ASSIGNED TASK:
Each line of the records that includes "step" should be found and copied.
INFORMATION SHOWN: Begin
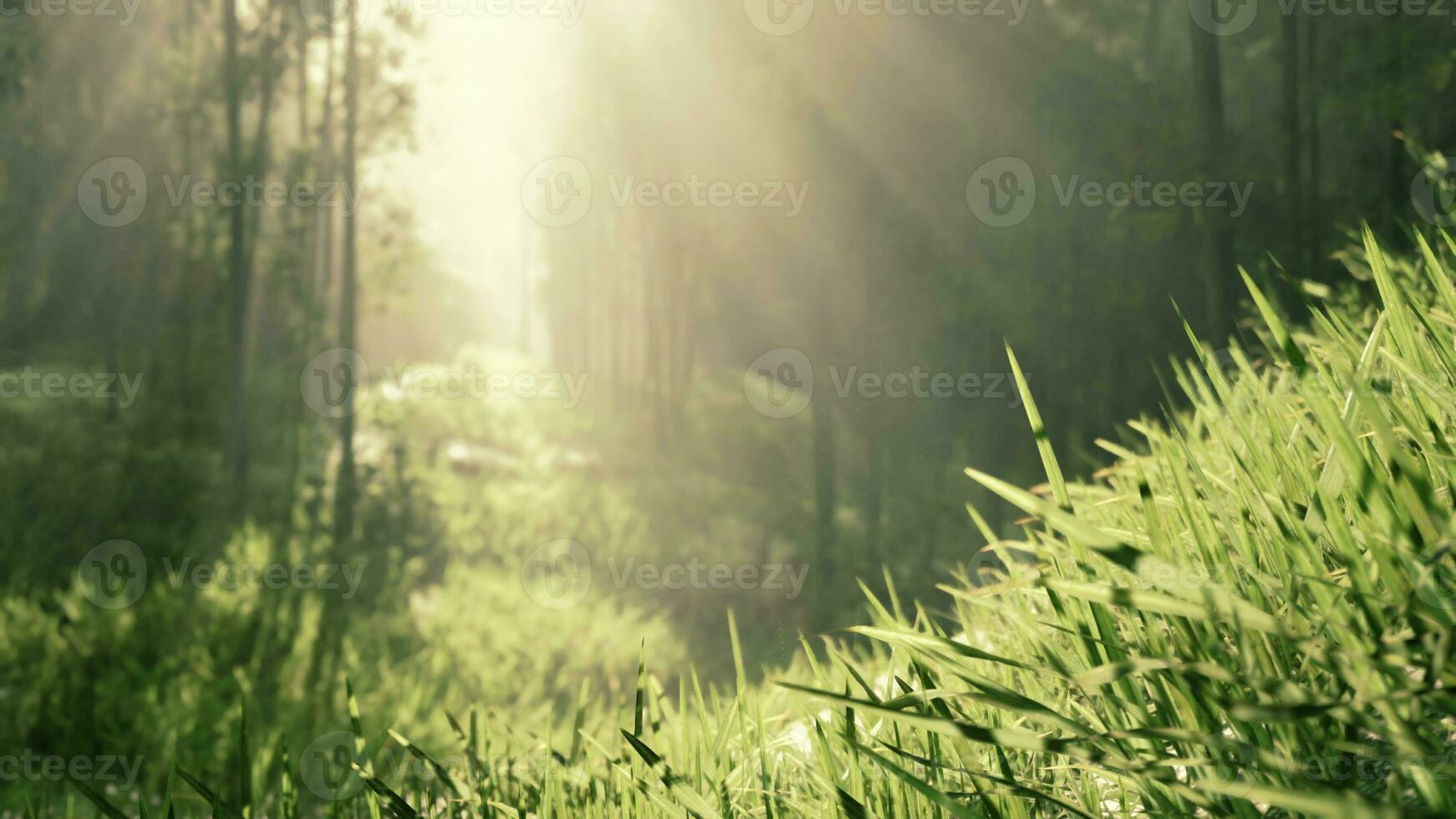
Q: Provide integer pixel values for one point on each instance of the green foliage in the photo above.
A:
(1248, 613)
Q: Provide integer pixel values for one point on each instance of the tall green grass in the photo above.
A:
(1248, 614)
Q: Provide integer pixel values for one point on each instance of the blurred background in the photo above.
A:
(468, 348)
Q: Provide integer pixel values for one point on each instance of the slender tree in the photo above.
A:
(1209, 100)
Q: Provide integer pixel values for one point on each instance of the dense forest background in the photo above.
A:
(220, 314)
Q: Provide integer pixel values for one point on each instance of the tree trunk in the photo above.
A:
(1209, 99)
(1293, 141)
(344, 492)
(239, 287)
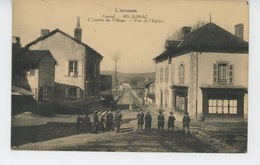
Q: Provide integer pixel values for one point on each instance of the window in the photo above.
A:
(166, 74)
(72, 93)
(157, 76)
(180, 102)
(166, 95)
(172, 72)
(181, 73)
(46, 93)
(223, 73)
(30, 72)
(222, 106)
(73, 68)
(161, 75)
(169, 60)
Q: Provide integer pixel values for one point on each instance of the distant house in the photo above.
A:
(33, 80)
(204, 73)
(77, 73)
(105, 82)
(149, 93)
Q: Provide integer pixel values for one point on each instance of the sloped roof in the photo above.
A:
(148, 84)
(91, 50)
(21, 91)
(34, 56)
(208, 38)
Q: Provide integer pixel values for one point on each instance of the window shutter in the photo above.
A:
(66, 68)
(52, 92)
(80, 68)
(40, 94)
(157, 75)
(67, 93)
(183, 74)
(215, 73)
(172, 72)
(78, 92)
(231, 74)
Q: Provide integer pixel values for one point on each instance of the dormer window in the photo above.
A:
(181, 73)
(73, 68)
(223, 73)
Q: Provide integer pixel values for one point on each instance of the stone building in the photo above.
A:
(77, 73)
(204, 73)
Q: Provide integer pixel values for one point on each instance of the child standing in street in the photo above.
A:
(171, 120)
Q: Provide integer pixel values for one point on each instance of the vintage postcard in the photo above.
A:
(130, 76)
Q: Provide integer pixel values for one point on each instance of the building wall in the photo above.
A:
(47, 74)
(173, 78)
(205, 76)
(64, 49)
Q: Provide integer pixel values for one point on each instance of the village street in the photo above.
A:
(129, 138)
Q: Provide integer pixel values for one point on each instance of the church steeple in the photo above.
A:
(78, 30)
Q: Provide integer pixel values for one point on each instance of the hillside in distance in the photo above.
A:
(127, 77)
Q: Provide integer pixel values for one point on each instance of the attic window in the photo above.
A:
(73, 68)
(30, 72)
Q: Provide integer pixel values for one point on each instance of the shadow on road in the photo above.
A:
(127, 129)
(31, 134)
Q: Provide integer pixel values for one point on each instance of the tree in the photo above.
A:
(178, 34)
(115, 57)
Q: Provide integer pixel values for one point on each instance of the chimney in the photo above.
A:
(44, 32)
(78, 30)
(239, 30)
(186, 30)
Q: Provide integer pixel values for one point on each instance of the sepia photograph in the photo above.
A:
(130, 76)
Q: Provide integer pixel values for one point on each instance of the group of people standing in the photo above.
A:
(113, 123)
(147, 120)
(108, 122)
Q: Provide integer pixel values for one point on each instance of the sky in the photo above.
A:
(137, 42)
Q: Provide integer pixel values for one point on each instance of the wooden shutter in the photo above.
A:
(41, 94)
(215, 73)
(183, 73)
(78, 93)
(157, 75)
(80, 68)
(66, 68)
(67, 92)
(172, 72)
(231, 74)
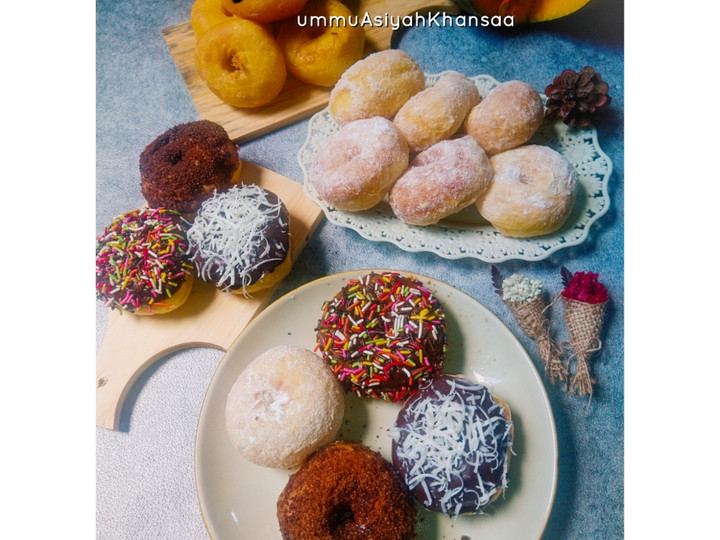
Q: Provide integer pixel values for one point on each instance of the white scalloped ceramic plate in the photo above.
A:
(238, 499)
(467, 234)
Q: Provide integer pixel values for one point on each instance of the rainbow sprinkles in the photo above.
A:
(382, 335)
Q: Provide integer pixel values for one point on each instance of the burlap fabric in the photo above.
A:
(534, 322)
(584, 323)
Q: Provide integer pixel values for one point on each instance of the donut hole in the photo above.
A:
(232, 62)
(175, 157)
(339, 518)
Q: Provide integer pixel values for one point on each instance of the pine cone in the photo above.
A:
(575, 97)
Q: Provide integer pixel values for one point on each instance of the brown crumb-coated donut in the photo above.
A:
(437, 112)
(356, 167)
(186, 164)
(346, 491)
(441, 181)
(377, 85)
(532, 192)
(507, 117)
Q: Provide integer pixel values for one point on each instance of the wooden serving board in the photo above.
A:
(209, 318)
(297, 100)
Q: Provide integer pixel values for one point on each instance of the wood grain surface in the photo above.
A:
(209, 318)
(297, 100)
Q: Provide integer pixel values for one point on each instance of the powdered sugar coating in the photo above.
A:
(377, 85)
(437, 112)
(285, 404)
(441, 181)
(357, 166)
(508, 117)
(532, 192)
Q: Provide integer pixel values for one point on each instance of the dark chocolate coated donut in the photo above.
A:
(452, 443)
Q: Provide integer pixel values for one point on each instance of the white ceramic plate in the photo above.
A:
(238, 499)
(467, 234)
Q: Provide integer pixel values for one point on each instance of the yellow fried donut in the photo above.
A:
(264, 11)
(207, 13)
(377, 85)
(509, 116)
(532, 192)
(437, 112)
(319, 51)
(241, 63)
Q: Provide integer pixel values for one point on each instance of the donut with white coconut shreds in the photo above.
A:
(240, 240)
(452, 443)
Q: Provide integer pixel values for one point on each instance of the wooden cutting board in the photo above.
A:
(209, 318)
(297, 100)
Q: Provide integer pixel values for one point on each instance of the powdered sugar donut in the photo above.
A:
(377, 85)
(285, 404)
(437, 112)
(441, 181)
(509, 116)
(357, 166)
(532, 192)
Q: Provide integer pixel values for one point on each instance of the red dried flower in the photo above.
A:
(584, 287)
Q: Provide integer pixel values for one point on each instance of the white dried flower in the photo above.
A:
(518, 288)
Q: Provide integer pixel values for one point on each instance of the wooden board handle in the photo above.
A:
(209, 317)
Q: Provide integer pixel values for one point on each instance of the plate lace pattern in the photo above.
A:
(455, 239)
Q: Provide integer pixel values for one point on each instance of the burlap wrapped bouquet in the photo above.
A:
(527, 302)
(585, 300)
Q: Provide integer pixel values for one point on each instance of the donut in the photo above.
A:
(240, 240)
(241, 63)
(377, 85)
(205, 14)
(183, 166)
(532, 192)
(452, 443)
(382, 335)
(283, 406)
(509, 116)
(346, 491)
(264, 11)
(438, 112)
(320, 53)
(140, 262)
(442, 180)
(358, 164)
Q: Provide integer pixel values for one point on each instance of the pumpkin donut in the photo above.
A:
(320, 54)
(241, 63)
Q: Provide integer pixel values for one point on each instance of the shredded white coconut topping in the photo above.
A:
(229, 234)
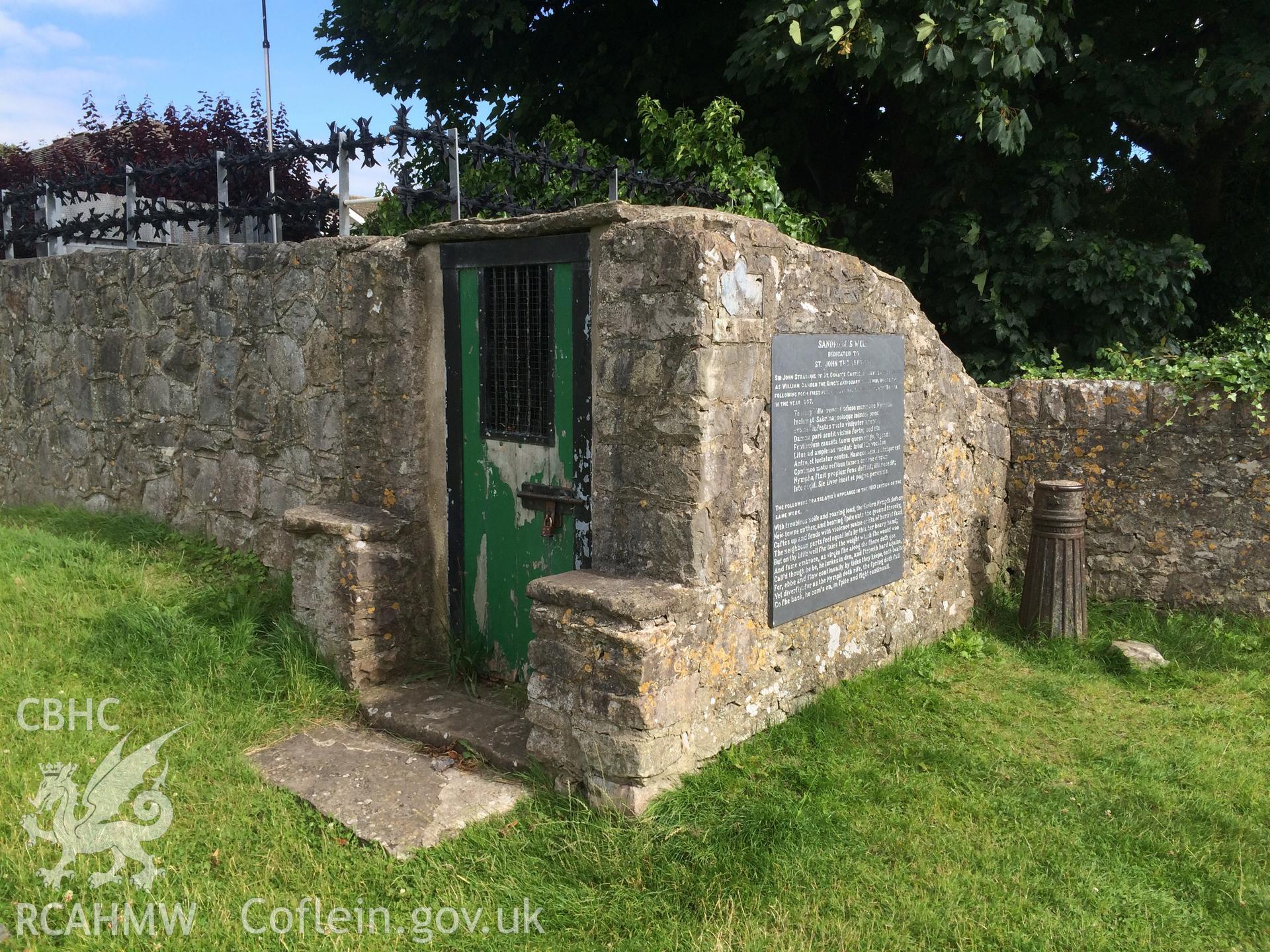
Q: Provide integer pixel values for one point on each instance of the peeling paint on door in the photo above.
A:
(503, 545)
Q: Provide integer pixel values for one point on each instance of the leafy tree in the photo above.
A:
(1043, 172)
(148, 139)
(677, 145)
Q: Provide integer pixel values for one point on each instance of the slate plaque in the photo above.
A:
(837, 489)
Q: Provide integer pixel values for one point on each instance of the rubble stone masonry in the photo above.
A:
(1177, 493)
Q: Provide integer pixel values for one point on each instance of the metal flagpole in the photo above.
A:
(275, 223)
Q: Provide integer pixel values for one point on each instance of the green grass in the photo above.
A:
(982, 793)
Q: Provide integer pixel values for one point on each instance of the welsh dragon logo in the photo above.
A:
(87, 824)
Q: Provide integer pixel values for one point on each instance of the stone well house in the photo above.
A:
(545, 446)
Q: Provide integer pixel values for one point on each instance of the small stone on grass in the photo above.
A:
(1141, 655)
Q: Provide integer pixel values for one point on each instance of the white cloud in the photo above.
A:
(46, 70)
(95, 8)
(17, 38)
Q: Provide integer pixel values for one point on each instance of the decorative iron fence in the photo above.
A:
(99, 207)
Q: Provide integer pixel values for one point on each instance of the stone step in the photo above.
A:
(443, 715)
(384, 789)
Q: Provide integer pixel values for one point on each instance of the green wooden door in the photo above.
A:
(519, 436)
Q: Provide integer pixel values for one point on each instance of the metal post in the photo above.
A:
(275, 220)
(7, 223)
(48, 204)
(342, 165)
(130, 207)
(456, 207)
(222, 200)
(1053, 601)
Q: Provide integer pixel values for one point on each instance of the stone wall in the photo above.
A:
(662, 654)
(215, 387)
(1177, 494)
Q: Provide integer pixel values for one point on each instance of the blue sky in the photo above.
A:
(52, 51)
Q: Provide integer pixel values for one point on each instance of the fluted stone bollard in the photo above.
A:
(1054, 579)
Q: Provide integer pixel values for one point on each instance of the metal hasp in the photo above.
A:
(1054, 579)
(550, 499)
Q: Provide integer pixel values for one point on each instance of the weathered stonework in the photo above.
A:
(1177, 494)
(349, 574)
(219, 387)
(662, 655)
(215, 387)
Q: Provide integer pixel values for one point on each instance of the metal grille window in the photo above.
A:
(517, 346)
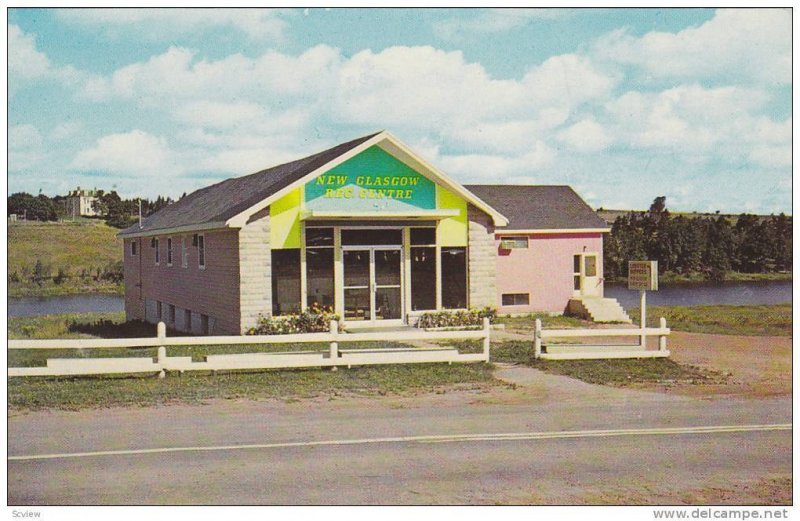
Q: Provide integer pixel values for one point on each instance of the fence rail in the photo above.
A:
(333, 357)
(552, 351)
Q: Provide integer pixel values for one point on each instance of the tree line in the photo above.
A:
(708, 245)
(114, 210)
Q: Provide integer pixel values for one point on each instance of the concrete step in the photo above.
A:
(600, 309)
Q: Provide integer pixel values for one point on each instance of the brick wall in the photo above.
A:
(134, 301)
(213, 291)
(255, 269)
(482, 259)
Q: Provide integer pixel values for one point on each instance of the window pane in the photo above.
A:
(387, 303)
(423, 278)
(516, 299)
(371, 237)
(508, 243)
(423, 236)
(356, 304)
(590, 265)
(201, 250)
(319, 276)
(454, 278)
(387, 267)
(285, 281)
(319, 237)
(356, 268)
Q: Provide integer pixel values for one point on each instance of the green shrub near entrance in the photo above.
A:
(472, 317)
(316, 319)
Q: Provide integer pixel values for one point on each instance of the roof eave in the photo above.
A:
(188, 228)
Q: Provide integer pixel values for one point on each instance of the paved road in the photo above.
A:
(454, 449)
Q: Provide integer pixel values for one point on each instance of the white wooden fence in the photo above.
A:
(551, 351)
(333, 357)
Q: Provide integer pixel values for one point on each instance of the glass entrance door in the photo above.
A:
(373, 285)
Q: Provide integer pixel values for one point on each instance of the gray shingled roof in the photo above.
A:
(226, 199)
(539, 207)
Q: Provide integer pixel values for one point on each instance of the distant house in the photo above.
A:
(80, 203)
(368, 228)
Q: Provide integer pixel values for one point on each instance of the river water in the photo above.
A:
(742, 293)
(766, 292)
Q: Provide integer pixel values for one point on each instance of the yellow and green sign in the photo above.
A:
(372, 180)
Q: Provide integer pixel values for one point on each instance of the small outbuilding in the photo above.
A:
(368, 228)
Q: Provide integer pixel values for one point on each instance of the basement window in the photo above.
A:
(201, 251)
(516, 299)
(513, 243)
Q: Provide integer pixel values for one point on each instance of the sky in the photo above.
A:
(622, 104)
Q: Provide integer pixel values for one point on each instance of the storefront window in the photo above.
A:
(371, 237)
(285, 281)
(423, 278)
(454, 278)
(319, 276)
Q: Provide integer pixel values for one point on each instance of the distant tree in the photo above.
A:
(659, 204)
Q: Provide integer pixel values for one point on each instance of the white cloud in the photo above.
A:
(487, 21)
(26, 64)
(485, 168)
(755, 44)
(586, 136)
(691, 118)
(66, 130)
(25, 148)
(134, 153)
(24, 60)
(257, 24)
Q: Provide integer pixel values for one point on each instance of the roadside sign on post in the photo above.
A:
(643, 275)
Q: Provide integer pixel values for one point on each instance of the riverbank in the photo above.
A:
(697, 278)
(50, 259)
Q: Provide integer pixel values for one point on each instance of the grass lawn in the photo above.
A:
(196, 387)
(75, 247)
(526, 322)
(767, 320)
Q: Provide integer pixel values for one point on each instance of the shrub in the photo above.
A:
(315, 319)
(61, 276)
(472, 317)
(113, 272)
(40, 272)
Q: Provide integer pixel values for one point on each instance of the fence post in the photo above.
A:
(161, 330)
(334, 345)
(487, 342)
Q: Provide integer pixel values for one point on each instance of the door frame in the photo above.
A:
(373, 287)
(584, 290)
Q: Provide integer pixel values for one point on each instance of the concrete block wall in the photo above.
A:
(255, 269)
(482, 257)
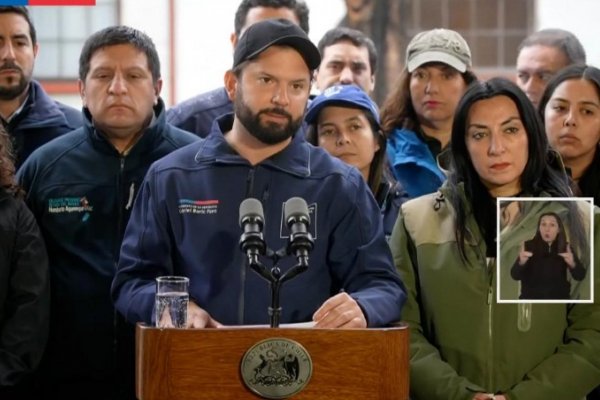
INFORMATION SHOWN: End
RESULT BELOW:
Q: Provide integer pixel values for one point on each instance of the stone step in the photo above.
Q: Provide integer pixel values for one point on each instance of the concrete step in the photo above.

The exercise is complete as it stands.